Study text:
THE era of painful austerity measures is over and the
country should brace for positive growth and productivity in 2020, the Minister
of Finance and Economic Development, Professor Mthuli Ncube, said yesterday.
In an interview with Zimpapers Television Network (ZTN),
Prof Ncube said the painful reforms adopted by Government since late 2018 have
laid a solid foundation for future economic growth with macro-economic
indicators also pointing towards a favourable trajectory ahead.
The country’s economy is expected to register a growth of
plus 4,6 percent in 2020, from a negative three to six percent this year, said
the Minister. He said the projected growth next year would be driven by several
factors.
“First of all, we expect better rains in the 2019/20 season
because that will mean agricultural output will pick up again. It also means
the power outages that you see will ameliorate because we can have more
hydro-power when water in Kariba is up,” said Prof Ncube.
“But also, we expect the budget to be more supportive of
growth. We have said the 2020 budget is about growth and productivity in the
main and job creation, supporting competitiveness and of course making sure
that we have shared growth.
“So, that stance on growth and productivity, away from
austerity – we have done austerity and it has served us well, it has created a
good base and allowed us to do a lot of reforms, which have been painful. Now
we’re ready to move to the next stage, which is to stimulate growth.”
The Minister also gave a brief outline of some of the
strategies to be implemented to consolidate the projected growth, which will be
fully captured when he presents his 2020 national budget before the end of the
year.
“We want to make sure that we give incentives for
production, we want to make sure that we crowd in the private sector in
financing. We want to make sure there is easier access to credit from the
private sector across all the sectors. All those issues will contribute to a
positive rate of growth,” said Prof Ncube.
While acknowledging industry calls to ease the tax burden
by probably scrapping the two percent transactional tax, which is seen as
double taxation on those already complying and its impact on increasing the
cost of doing business, the Minister said the tax head would remain given its
benefits to the fiscus.
“We’ll not scrap the two percent tax because it helps us on
the compliance front. It is assisting in compliance by registered formal
business, then there is compliance by the informal as well. So, it’s (2% tax)

What is needed: Reproduce the passage of the article on the 2020 growth outlook that begins at the words "While acknowledging industry" and stops after the words "it’s (2% tax)".

Supplied entries:
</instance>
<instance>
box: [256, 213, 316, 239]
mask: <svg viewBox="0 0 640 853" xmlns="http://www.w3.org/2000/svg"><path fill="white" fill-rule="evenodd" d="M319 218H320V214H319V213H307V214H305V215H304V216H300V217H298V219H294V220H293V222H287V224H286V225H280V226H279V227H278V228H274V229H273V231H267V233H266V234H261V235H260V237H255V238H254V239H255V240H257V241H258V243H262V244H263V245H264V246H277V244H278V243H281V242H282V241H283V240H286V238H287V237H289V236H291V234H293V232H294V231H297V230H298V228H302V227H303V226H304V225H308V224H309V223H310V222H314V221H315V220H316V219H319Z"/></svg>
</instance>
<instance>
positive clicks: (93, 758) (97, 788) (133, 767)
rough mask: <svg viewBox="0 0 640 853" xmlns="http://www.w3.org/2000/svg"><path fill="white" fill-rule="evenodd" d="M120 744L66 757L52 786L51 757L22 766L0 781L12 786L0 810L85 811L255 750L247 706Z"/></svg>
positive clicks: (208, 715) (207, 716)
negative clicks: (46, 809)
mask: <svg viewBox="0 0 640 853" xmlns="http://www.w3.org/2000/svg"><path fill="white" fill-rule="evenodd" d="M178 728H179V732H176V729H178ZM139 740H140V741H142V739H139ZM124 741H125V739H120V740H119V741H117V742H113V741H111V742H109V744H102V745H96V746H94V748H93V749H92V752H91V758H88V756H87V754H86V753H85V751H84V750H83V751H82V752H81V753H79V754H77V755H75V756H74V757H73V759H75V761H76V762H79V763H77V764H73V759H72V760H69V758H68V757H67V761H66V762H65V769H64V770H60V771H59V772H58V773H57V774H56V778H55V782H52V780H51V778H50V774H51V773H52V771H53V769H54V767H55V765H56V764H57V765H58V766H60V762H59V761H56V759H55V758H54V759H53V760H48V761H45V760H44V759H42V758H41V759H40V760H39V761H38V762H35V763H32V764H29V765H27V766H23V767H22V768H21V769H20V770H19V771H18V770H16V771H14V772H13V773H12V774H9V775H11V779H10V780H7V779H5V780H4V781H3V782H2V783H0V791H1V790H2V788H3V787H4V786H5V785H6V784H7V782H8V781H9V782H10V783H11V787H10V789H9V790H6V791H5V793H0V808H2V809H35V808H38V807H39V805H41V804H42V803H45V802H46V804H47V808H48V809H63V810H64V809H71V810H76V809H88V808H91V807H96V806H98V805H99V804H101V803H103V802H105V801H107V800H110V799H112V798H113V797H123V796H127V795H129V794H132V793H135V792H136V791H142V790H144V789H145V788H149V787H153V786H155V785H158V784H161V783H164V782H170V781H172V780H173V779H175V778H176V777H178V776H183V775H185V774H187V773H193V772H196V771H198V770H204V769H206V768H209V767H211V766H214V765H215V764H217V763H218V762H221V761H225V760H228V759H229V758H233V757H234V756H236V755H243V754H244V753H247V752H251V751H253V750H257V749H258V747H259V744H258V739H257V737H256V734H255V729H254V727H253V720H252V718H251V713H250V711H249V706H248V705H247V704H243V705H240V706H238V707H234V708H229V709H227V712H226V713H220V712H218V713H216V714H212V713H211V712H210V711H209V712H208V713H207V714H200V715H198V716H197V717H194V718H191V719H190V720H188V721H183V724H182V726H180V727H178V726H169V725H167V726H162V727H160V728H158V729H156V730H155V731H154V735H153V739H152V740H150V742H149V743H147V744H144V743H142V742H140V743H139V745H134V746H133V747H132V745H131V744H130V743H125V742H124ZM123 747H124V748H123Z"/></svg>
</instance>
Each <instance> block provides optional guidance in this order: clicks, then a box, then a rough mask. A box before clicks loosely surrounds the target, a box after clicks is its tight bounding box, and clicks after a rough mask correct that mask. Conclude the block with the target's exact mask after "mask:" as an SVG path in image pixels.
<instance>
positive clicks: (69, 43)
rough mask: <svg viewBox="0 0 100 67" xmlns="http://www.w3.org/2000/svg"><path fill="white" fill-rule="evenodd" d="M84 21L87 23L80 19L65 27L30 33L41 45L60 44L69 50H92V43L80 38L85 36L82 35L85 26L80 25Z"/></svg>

Output of the exercise:
While acknowledging industry calls to ease the tax burden
by probably scrapping the two percent transactional tax, which is seen as
double taxation on those already complying and its impact on increasing the
cost of doing business, the Minister said the tax head would remain given its
benefits to the fiscus.
“We’ll not scrap the two percent tax because it helps us on
the compliance front. It is assisting in compliance by registered formal
business, then there is compliance by the informal as well. So, it’s (2% tax)